● **Task instructions**
How many lines in the records contain the string "trunk"? Reply with only the number.

● **Entries**

┌──

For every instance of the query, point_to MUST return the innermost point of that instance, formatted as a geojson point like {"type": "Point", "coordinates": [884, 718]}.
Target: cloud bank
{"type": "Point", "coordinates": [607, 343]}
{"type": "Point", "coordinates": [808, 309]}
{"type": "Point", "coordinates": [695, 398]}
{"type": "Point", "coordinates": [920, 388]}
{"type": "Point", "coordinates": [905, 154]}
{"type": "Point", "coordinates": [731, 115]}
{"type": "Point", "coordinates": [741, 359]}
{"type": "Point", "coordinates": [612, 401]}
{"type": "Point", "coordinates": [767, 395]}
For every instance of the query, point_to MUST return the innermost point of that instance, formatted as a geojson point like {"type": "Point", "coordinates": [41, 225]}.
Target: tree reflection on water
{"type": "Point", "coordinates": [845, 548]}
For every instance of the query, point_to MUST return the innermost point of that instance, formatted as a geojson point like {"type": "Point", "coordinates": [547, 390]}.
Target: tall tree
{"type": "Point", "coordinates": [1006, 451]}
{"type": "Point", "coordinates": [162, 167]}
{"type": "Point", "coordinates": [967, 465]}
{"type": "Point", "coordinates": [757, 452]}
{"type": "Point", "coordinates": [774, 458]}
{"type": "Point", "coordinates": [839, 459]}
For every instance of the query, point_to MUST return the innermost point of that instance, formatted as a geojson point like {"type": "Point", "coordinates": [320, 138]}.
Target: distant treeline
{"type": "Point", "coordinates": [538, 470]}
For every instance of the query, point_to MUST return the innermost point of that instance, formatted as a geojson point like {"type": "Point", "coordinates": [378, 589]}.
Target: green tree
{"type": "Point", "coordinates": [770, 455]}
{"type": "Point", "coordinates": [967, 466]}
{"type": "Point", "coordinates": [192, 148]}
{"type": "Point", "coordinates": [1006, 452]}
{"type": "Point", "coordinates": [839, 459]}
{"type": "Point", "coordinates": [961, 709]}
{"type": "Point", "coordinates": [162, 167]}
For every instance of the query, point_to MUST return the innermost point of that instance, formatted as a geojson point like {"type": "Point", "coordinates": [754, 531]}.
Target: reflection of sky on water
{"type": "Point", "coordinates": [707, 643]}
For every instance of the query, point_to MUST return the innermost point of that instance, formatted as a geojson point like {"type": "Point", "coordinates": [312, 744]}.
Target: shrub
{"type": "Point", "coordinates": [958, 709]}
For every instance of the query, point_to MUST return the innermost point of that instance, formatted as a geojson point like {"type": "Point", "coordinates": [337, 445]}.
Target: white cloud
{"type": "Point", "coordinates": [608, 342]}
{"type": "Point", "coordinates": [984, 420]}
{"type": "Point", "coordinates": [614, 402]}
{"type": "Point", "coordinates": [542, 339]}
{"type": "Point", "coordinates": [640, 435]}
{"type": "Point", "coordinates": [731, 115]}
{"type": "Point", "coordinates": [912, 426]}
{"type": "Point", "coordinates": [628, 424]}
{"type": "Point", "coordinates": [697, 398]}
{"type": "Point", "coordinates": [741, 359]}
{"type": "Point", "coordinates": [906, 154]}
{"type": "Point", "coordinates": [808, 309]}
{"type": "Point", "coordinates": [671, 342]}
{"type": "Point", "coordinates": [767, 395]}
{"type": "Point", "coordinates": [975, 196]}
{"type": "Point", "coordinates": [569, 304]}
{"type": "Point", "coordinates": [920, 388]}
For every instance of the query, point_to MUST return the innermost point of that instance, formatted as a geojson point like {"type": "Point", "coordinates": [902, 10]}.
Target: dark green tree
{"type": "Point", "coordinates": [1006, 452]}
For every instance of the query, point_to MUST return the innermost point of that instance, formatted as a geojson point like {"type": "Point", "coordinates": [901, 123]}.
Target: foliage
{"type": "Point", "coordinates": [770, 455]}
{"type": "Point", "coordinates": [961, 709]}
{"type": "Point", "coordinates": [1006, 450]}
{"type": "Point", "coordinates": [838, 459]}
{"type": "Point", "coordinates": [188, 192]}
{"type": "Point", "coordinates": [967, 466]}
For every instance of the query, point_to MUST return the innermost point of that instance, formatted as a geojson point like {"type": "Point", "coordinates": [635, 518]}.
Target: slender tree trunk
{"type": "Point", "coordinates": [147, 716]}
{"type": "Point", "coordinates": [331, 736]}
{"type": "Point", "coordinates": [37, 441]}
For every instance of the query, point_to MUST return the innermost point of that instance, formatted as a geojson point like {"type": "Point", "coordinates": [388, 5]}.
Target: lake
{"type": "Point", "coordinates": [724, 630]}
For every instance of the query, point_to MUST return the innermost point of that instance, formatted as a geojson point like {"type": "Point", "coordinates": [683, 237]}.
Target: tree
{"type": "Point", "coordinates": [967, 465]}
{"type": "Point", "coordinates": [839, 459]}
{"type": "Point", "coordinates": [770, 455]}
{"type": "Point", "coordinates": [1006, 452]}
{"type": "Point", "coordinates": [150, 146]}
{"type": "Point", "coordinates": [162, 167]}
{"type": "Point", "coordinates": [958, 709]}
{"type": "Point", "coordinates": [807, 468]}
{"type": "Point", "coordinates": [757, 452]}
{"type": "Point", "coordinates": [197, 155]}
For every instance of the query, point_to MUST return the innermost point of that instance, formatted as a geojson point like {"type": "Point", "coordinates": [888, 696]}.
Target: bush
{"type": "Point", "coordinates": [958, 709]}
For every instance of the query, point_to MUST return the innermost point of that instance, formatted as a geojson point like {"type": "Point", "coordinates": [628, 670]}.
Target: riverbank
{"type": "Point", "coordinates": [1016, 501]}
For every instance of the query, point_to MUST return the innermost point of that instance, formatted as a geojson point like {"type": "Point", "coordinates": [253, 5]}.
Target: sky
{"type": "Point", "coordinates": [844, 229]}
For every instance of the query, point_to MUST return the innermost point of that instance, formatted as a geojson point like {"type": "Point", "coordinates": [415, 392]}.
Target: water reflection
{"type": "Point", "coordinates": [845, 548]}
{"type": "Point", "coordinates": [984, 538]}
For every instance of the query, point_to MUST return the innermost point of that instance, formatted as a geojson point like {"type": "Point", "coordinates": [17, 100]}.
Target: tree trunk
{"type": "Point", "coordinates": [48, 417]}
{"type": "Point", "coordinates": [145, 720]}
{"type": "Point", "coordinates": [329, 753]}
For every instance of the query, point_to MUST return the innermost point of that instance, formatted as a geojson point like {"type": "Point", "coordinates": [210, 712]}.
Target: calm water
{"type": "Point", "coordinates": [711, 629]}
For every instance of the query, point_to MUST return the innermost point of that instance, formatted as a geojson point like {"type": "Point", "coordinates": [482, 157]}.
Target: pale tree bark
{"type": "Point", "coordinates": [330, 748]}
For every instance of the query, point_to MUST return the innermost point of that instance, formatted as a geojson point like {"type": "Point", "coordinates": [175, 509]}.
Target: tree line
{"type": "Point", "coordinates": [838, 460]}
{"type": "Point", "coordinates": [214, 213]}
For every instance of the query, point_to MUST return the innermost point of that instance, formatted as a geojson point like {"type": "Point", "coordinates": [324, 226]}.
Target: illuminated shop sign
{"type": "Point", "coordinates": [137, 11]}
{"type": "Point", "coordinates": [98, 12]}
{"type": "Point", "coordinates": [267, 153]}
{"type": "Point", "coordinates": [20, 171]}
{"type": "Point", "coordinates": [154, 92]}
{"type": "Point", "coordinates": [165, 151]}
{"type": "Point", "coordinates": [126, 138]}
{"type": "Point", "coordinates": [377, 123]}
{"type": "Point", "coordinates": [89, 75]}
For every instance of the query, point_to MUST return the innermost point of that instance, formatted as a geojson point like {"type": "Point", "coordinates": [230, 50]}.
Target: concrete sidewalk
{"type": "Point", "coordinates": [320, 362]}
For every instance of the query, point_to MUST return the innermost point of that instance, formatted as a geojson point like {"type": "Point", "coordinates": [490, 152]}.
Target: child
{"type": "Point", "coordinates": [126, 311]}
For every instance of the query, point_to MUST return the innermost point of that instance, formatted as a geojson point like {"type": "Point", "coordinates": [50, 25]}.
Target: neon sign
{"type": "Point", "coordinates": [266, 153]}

└──

● **Written response**
2